**Excerpted passage:**
----

Less than a month before California’s most significant transit-oriented housing law was set to take effect, the Los Angeles City Council voted to delay it.

On June 3, the council adopted two ordinances designed to postpone implementation of Senate Bill 79 before its July 1 effective date. The move capped a strategy that Mar Vista Voice has tracked since last fall and traces back to Councilmember Traci Park, who led the council’s opposition to SB 79 while it was moving through Sacramento and later authored the motion directing city staff to explore ways to slow its rollout after it became law.

Authored by Scott Wiener and signed by Gavin Newsom in 2025, SB 79 requires cities in transit-rich counties to allow more housing near rail stations and major bus corridors. In Los Angeles, the law could eventually open roughly 150 transit station areas to apartment buildings ranging from five to nine stories on land currently zoned for far less housing.

Rather than allowing the law to take effect on July 1, Los Angeles adopted a “phased implementation” strategy. One ordinance delays SB 79 citywide until after the city’s next Housing Element update, potentially pushing implementation back several years. A second ordinance creates a city-run program encouraging smaller multifamily projects near designated transit stations. Together, the measures effectively substitute the city’s preferred approach for the state’s.

----

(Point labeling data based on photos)

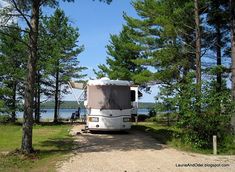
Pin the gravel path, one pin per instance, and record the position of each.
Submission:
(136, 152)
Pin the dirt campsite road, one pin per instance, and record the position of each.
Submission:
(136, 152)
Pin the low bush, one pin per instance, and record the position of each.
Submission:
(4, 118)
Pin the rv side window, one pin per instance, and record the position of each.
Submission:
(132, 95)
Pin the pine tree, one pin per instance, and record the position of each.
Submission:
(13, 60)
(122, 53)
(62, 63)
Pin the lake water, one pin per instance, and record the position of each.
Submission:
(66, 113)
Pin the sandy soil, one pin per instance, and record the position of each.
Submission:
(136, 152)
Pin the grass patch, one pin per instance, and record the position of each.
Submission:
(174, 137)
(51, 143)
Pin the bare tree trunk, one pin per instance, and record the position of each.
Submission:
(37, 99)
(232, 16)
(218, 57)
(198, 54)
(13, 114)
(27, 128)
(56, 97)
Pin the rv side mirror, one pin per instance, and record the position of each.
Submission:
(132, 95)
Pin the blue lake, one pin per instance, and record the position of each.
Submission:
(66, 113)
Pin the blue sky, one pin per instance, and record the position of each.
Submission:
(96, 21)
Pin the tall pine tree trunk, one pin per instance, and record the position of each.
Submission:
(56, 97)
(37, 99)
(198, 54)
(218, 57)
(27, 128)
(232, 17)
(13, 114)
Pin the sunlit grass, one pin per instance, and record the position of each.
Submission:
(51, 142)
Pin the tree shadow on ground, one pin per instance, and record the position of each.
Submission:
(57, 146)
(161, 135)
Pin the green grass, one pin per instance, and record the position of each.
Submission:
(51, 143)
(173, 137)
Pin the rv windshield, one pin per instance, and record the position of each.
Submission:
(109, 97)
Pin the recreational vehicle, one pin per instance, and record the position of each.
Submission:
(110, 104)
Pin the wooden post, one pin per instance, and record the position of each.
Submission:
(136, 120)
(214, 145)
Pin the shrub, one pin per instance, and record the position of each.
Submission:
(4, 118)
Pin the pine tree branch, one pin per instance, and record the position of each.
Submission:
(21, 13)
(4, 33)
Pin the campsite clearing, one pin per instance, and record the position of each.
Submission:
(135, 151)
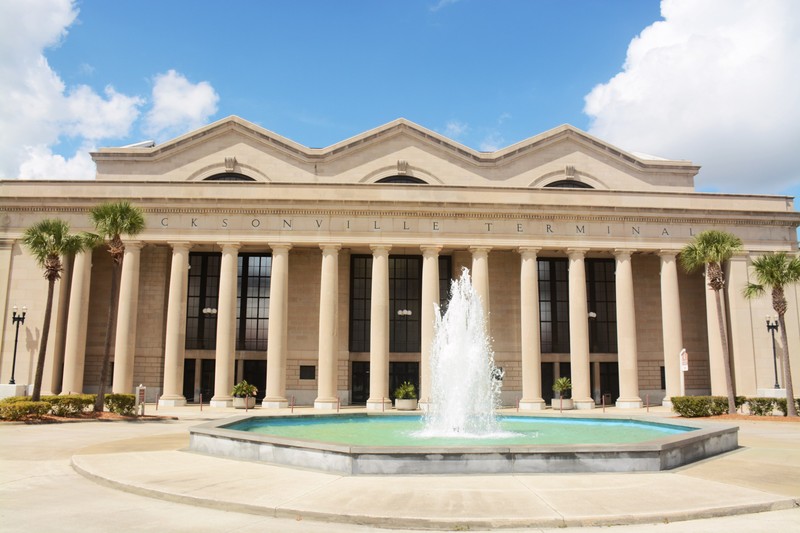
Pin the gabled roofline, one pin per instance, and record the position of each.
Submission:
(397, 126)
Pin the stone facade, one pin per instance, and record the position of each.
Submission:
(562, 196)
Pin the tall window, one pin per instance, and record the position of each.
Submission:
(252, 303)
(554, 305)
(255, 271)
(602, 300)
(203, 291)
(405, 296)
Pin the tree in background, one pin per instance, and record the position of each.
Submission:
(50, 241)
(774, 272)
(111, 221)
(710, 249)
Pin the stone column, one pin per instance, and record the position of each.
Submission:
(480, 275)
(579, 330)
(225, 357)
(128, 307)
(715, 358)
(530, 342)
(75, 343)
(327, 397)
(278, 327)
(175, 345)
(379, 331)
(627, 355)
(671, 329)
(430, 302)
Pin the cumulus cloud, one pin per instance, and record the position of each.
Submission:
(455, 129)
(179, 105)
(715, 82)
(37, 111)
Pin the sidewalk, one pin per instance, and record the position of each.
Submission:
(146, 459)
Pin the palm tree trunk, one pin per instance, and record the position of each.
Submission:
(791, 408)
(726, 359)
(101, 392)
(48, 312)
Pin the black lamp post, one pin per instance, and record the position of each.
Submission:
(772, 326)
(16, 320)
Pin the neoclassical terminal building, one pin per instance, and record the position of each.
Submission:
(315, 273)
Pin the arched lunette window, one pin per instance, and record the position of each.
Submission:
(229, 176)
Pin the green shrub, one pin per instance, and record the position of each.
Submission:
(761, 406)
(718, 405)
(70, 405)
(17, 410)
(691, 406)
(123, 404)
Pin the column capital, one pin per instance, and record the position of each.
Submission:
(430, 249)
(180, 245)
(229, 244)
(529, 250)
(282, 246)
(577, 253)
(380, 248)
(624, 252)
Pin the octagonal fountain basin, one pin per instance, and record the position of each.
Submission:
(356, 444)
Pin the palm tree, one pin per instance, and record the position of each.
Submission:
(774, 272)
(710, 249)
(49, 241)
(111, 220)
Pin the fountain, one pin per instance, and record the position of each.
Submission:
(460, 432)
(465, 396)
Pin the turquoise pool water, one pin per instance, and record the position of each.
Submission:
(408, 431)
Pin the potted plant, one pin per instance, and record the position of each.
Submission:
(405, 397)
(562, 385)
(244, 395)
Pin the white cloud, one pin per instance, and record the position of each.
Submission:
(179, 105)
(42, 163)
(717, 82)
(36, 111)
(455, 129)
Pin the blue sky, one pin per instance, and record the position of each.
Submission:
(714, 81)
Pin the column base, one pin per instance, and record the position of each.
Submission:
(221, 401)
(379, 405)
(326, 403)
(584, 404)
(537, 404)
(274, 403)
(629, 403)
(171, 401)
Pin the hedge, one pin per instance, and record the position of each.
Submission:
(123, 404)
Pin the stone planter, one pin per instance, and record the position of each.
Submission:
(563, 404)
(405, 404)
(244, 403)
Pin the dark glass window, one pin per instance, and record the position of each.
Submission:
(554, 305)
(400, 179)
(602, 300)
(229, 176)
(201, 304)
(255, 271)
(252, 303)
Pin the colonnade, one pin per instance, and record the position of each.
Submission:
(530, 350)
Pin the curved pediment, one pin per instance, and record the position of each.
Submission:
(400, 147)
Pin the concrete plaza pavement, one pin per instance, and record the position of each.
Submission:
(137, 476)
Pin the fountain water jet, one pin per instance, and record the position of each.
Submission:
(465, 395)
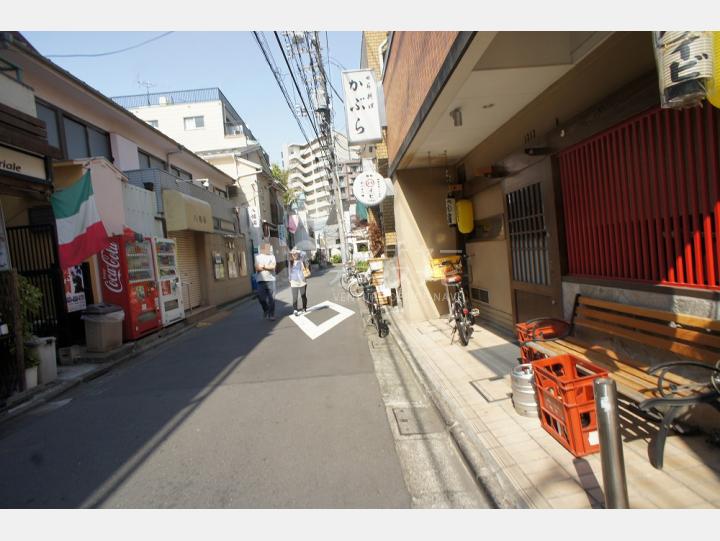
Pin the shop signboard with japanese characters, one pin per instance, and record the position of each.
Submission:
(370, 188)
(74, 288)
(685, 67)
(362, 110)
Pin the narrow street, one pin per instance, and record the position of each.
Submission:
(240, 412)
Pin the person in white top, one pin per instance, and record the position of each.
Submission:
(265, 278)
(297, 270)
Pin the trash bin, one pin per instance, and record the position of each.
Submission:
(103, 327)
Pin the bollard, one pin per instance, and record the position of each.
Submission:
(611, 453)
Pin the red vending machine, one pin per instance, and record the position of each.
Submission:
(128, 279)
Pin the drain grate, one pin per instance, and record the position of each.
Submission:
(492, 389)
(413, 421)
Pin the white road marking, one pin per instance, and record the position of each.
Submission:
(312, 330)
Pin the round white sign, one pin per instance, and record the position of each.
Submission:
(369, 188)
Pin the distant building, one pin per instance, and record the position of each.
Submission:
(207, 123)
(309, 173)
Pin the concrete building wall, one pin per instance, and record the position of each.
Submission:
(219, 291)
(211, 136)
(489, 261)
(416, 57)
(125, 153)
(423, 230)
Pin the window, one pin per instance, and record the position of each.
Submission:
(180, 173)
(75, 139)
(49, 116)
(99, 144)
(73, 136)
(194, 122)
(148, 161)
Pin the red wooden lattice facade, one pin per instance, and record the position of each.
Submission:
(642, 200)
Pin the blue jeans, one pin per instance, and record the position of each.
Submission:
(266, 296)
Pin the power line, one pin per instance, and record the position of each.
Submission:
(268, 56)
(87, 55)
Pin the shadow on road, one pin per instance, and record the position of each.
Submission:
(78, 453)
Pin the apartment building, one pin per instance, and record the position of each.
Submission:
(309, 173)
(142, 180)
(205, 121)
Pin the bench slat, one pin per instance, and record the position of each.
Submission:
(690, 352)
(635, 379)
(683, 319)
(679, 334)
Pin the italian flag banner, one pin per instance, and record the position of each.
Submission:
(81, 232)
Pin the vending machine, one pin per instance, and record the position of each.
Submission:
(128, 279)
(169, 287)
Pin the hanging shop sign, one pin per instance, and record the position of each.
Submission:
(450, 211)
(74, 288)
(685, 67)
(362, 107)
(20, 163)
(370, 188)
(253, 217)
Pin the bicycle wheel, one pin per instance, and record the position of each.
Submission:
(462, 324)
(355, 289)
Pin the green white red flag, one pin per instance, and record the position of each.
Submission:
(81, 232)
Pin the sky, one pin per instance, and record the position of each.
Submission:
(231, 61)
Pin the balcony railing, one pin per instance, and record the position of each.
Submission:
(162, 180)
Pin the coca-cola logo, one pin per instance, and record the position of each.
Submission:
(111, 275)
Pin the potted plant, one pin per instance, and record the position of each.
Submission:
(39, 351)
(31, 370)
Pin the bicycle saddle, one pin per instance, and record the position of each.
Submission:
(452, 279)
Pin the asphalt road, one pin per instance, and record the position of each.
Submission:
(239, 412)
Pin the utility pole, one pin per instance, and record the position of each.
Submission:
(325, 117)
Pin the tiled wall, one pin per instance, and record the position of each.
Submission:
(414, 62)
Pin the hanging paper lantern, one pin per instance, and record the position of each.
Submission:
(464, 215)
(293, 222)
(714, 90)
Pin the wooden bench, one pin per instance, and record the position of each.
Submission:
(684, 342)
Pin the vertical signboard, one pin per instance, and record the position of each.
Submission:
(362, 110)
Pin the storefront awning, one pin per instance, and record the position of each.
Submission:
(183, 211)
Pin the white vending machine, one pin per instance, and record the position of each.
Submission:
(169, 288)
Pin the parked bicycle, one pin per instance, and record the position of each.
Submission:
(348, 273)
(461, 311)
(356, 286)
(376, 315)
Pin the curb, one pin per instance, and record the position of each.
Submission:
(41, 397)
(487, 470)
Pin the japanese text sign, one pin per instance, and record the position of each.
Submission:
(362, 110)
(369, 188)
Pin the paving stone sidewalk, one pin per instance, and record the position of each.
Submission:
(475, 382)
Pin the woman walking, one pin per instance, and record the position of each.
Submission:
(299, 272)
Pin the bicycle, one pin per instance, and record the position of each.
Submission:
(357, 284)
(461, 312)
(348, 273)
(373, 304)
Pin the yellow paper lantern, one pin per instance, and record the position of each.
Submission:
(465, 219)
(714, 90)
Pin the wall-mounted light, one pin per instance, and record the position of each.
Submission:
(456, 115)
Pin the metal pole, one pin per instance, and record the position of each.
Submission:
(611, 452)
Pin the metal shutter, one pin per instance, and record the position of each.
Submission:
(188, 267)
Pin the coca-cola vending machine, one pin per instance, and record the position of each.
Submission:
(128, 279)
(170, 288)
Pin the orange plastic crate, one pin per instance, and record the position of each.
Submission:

----

**Problems and tasks:**
(A) Translate into Spanish the opening sentence of the SB 79 passage: "Less than a month before California’s most significant transit-oriented housing law was set to take effect, the Los Angeles City Council voted to delay it."
(B) Update the stretch of the SB 79 passage from "Authored by Scott" through "far less housing.", swapping "rail stations" for "train stations".
(C) Please write what comes next in the SB 79 passage, picking up after its final sentence.

**Exercise results:**
(A) Menos de un mes antes de que entrara en vigor la ley de vivienda orientada al transporte público más importante de California, el Concejo Municipal de Los Ángeles votó para aplazarla.

(B)
Authored by Scott Wiener and signed by Gavin Newsom in 2025, SB 79 requires cities in transit-rich counties to allow more housing near train stations and major bus corridors. In Los Angeles, the law could eventually open roughly 150 transit station areas to apartment buildings ranging from five to nine stories on land currently zoned for far less housing.

(C)
The timing is notable. Los Angeles originally hoped to adopt its ordinance by March so the state could complete its required review before SB 79 took effect. Instead, the council approved the measures on June 3 and attached urgency clauses allowing them to take effect immediately. As a result, Los Angeles will have local delay measures in place when SB 79 takes effect statewide on July 1.

Housing advocates remain divided. Some groups have supported targeted delays in neighborhoods facing displacement pressures. Others, including Abundant Housing LA, argue that a citywide pause undermines the law’s purpose of opening high-resource and transit-rich neighborhoods to more housing.

For Mar Vista, the direct effects are likely to be limited, since most of the neighborhood falls outside SB 79’s transit zones. But housing markets are regional. Even if the law would have produced little housing in Mar Vista itself, delaying new homes near transit elsewhere in Los Angeles reduces opportunities citywide and prolongs the housing shortage SB 79 was designed to address.